RECORDS SUPPLIED:

Start of Block

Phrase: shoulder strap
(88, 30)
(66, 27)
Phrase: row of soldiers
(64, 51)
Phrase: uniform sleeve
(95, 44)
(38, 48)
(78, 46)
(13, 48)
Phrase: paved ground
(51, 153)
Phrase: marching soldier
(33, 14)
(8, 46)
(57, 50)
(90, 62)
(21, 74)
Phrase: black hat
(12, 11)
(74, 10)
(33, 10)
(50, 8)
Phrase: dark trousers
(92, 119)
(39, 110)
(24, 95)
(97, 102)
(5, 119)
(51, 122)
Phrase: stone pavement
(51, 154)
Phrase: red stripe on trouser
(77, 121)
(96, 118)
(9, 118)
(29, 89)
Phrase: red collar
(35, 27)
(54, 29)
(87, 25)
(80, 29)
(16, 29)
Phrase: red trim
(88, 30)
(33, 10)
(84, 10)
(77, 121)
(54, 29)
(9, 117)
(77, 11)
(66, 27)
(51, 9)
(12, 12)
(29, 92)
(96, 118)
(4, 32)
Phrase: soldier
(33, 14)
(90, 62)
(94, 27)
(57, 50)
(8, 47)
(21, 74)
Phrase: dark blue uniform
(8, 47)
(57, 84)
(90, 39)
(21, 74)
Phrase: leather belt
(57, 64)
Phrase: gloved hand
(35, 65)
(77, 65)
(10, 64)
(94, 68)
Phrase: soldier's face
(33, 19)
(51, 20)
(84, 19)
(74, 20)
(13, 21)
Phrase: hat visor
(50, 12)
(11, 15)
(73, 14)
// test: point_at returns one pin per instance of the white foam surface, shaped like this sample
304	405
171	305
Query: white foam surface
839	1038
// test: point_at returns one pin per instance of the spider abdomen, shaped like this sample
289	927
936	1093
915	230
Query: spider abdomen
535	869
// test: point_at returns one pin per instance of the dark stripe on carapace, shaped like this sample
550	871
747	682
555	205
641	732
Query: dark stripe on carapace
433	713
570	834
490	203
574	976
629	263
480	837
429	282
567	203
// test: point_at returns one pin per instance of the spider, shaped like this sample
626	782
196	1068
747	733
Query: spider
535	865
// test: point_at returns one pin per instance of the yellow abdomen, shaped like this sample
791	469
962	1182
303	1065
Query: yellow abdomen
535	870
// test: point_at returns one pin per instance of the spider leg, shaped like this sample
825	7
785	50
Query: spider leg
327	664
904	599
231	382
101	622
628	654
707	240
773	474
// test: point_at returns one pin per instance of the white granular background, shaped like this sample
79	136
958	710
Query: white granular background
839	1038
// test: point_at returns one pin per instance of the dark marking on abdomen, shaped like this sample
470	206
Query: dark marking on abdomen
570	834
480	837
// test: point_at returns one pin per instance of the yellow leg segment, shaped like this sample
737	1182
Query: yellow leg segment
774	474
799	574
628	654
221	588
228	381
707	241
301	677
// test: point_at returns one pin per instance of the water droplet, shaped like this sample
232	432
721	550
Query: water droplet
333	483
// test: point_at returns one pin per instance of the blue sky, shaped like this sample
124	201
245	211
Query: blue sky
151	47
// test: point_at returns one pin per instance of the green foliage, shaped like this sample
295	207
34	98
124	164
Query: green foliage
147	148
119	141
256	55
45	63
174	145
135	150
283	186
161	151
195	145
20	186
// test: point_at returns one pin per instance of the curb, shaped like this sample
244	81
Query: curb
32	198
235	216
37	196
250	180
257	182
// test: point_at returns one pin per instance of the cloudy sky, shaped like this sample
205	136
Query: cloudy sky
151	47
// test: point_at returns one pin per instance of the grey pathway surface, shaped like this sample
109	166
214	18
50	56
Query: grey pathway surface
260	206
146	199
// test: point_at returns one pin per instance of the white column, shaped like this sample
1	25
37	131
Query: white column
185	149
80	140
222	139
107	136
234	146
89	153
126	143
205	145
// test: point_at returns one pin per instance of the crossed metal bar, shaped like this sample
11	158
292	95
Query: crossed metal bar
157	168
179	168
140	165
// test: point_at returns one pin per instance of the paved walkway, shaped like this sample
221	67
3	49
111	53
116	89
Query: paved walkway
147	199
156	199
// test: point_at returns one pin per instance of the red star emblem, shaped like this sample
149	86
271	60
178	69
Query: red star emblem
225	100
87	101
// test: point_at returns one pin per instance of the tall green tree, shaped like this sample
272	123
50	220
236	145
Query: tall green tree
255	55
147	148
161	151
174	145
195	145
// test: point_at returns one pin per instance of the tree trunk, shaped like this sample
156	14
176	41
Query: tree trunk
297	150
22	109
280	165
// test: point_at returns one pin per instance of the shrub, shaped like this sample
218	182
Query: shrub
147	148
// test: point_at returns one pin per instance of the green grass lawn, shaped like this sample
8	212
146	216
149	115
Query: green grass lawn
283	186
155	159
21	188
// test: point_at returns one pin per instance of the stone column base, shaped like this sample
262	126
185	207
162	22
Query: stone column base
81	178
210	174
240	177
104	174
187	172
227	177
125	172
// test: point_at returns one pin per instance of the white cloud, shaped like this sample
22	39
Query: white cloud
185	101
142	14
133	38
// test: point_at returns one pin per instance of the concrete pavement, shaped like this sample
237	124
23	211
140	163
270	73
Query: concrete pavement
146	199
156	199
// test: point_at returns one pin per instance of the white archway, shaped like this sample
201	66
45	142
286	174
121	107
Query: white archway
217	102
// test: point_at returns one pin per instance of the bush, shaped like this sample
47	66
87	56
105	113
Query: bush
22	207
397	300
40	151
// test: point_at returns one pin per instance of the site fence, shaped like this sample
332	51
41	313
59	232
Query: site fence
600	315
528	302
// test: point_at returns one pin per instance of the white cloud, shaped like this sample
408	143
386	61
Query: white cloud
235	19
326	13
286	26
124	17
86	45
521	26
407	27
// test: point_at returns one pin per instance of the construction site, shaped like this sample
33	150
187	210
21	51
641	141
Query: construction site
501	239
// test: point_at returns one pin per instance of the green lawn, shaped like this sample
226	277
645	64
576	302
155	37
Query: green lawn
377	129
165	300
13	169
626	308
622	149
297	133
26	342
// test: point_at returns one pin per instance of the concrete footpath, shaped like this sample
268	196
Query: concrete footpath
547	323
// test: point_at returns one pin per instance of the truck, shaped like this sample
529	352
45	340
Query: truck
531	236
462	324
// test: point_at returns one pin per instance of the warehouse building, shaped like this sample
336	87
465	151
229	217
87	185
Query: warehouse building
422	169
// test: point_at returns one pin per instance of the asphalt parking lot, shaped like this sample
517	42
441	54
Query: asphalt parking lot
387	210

End of Block
Start of Block

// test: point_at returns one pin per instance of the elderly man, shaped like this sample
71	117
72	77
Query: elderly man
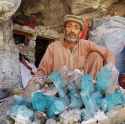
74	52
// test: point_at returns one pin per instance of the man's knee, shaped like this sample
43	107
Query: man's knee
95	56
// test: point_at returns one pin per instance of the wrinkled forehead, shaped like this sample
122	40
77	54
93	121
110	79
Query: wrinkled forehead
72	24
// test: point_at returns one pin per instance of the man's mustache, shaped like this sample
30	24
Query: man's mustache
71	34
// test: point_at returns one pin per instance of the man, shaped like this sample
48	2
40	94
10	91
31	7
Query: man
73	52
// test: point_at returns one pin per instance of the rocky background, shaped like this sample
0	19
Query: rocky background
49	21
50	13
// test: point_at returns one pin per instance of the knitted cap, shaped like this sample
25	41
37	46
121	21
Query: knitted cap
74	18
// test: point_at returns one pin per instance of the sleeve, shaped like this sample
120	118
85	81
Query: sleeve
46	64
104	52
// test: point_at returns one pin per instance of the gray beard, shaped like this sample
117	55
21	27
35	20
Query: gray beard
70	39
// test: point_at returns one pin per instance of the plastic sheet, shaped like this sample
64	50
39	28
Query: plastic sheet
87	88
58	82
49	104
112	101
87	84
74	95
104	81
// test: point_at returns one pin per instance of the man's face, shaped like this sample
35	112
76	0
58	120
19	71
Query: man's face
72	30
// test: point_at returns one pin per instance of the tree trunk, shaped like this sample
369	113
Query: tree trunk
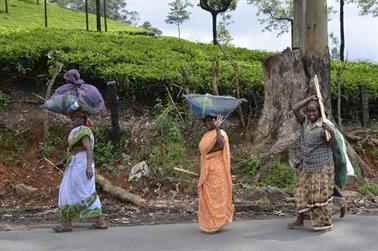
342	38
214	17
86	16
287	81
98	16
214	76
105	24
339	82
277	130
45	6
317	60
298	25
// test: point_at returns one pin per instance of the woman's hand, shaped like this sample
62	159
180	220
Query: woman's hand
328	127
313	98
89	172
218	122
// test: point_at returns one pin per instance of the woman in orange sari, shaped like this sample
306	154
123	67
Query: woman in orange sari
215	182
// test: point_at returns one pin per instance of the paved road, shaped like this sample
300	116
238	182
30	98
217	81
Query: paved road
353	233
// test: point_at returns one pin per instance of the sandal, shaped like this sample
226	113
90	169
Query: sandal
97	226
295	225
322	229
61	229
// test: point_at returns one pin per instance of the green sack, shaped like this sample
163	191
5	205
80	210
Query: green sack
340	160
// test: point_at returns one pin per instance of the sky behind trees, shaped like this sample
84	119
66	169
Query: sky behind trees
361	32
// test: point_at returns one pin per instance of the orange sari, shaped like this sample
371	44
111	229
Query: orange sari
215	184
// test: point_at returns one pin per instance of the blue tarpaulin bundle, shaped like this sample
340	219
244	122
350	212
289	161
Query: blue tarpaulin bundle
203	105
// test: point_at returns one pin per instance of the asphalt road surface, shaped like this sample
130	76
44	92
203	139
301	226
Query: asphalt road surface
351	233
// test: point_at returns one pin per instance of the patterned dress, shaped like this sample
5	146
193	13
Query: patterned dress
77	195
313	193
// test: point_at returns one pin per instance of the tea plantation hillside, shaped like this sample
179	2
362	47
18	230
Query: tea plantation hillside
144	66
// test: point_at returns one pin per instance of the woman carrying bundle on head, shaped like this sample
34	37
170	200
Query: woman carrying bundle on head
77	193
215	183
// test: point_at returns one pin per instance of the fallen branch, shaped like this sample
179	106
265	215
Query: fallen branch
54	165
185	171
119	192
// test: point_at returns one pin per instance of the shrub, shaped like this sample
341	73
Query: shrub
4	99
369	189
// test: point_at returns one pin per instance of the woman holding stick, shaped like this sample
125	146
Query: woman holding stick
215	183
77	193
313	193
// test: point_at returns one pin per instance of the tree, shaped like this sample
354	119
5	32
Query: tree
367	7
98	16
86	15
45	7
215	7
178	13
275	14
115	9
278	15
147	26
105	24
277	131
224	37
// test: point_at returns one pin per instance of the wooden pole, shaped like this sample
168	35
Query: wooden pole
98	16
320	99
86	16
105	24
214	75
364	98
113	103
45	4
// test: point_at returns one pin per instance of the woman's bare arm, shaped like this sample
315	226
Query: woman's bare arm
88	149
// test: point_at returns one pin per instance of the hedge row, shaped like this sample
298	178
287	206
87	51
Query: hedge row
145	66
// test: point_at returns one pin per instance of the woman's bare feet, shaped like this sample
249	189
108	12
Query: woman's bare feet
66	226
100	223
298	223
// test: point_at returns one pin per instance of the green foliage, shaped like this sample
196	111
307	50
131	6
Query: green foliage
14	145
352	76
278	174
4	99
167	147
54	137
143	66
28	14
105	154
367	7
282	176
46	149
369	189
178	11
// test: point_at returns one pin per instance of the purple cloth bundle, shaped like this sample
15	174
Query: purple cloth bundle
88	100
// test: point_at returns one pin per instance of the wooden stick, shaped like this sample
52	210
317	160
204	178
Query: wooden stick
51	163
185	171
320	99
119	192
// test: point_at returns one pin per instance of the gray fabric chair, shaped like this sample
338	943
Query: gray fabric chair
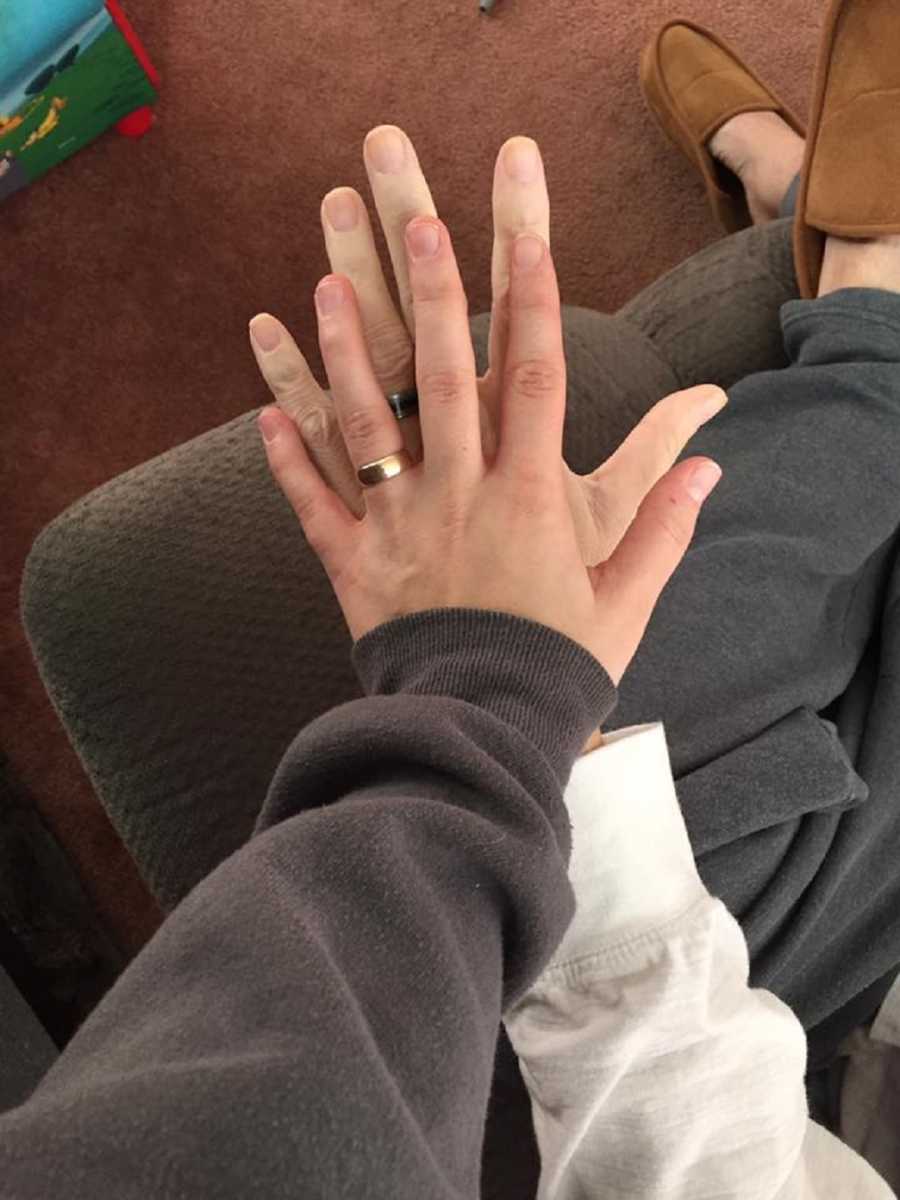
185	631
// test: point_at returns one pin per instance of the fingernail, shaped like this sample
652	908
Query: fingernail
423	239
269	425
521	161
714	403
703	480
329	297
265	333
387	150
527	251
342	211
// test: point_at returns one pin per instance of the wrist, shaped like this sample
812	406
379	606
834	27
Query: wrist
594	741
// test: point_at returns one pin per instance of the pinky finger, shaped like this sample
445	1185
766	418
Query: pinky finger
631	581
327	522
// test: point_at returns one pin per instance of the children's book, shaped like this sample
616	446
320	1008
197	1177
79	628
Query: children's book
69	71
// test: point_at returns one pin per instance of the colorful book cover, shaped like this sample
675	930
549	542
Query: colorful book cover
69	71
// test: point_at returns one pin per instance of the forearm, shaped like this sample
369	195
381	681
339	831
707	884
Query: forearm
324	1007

End of Block
Start of Block

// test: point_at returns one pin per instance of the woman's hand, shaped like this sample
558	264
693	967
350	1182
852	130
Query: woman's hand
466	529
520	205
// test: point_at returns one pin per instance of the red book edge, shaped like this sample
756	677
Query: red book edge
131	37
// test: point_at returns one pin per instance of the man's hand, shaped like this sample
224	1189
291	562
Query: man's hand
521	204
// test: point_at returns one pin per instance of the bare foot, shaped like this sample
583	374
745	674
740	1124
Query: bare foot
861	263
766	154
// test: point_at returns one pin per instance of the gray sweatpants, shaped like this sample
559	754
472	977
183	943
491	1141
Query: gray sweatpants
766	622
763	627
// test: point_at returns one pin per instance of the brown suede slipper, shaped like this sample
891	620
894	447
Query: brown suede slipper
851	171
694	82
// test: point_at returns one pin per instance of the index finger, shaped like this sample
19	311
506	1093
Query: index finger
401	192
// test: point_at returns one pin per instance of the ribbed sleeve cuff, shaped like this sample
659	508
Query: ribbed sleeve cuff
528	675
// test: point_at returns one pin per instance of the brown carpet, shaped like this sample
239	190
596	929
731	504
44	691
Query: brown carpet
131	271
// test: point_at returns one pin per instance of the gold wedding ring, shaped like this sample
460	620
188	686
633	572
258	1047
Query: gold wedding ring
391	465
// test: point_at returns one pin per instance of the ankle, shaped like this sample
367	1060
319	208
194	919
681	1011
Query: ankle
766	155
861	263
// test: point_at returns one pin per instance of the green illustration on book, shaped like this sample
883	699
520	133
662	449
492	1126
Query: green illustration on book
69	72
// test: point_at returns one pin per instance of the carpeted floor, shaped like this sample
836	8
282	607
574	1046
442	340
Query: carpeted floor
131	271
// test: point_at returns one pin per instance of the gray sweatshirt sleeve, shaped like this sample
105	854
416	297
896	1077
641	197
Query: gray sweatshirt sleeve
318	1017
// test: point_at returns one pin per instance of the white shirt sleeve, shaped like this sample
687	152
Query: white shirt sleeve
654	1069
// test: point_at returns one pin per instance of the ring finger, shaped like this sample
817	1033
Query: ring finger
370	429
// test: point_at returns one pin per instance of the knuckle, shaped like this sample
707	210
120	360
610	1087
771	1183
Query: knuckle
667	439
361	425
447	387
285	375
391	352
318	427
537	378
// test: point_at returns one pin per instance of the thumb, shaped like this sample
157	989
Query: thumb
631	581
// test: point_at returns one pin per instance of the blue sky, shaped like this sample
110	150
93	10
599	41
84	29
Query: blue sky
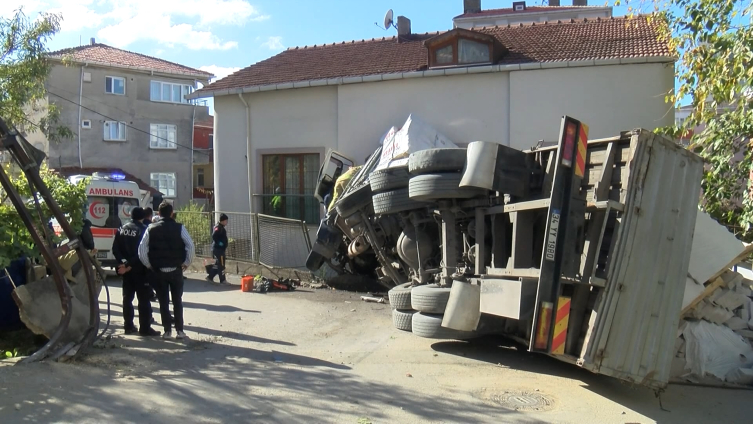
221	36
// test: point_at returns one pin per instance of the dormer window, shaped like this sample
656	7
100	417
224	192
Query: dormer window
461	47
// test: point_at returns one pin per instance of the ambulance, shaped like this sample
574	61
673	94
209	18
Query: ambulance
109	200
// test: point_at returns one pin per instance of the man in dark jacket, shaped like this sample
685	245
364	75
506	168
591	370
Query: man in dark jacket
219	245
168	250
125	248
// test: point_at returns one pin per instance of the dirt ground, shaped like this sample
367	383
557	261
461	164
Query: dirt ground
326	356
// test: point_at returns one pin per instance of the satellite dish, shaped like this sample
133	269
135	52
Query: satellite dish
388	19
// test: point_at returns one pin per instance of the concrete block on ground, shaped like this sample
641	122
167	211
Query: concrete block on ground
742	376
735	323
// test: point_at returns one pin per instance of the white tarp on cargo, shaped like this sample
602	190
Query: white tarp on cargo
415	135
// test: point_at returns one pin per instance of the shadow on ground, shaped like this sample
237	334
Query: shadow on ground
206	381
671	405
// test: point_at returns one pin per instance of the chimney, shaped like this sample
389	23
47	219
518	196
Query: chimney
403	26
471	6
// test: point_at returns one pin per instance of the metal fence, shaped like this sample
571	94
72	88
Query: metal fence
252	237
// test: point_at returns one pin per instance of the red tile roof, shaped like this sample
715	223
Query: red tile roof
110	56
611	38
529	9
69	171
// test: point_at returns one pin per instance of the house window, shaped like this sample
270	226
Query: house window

End of Block

TASK INSTRUCTIONS: The result should be an exact copy of only the lines above from the one that holds "row, shaped like this sample" through the one that holds "pinky finger, shaped like this sample", both ends included, without pictures.

TASK OUTPUT:
// test: point_at returns one pin per instance of the hedge row, shaped like this sample
298	178
287	206
87	51
Query: hedge row
145	66
// test: point_at returns one pin per instance of the woman's bare feet, shaped like this sample
249	189
108	12
Query: woman's bare feet
66	226
100	223
298	223
// test: point_at returns one pin per instance of the green foliage, shaped like this sample
196	111
307	50
131	6
Query: green foliage
14	145
352	76
278	174
4	99
167	147
54	137
143	66
28	14
105	154
367	7
282	176
46	149
369	189
178	11
// test: point_at returns one pin per instance of the purple cloth bundle, shaped like this sample
15	174
Query: purple cloth bundle
88	100
// test: point_at returns one pin per instance of the wooden stick, shaped like this sample
52	210
317	160
204	178
Query: wooden stick
51	163
185	171
320	99
119	192
// test: point_at returns one pin per instance of the gray fabric chair, shaped like this sample
338	943
Query: gray fabric chair
185	631
// test: point_at returns one pin per instance of the fingernail, shaped like this sample
652	908
Query: fingernail
423	239
269	425
521	161
714	403
703	480
329	297
265	333
387	150
527	251
342	211
// test: point_at returns one pin per instance of the wrist, shaped like this sample
812	406
379	606
834	27
Query: wrist
594	741
// test: point_at returns one pin per instance of the pinky finger, shaped like this sample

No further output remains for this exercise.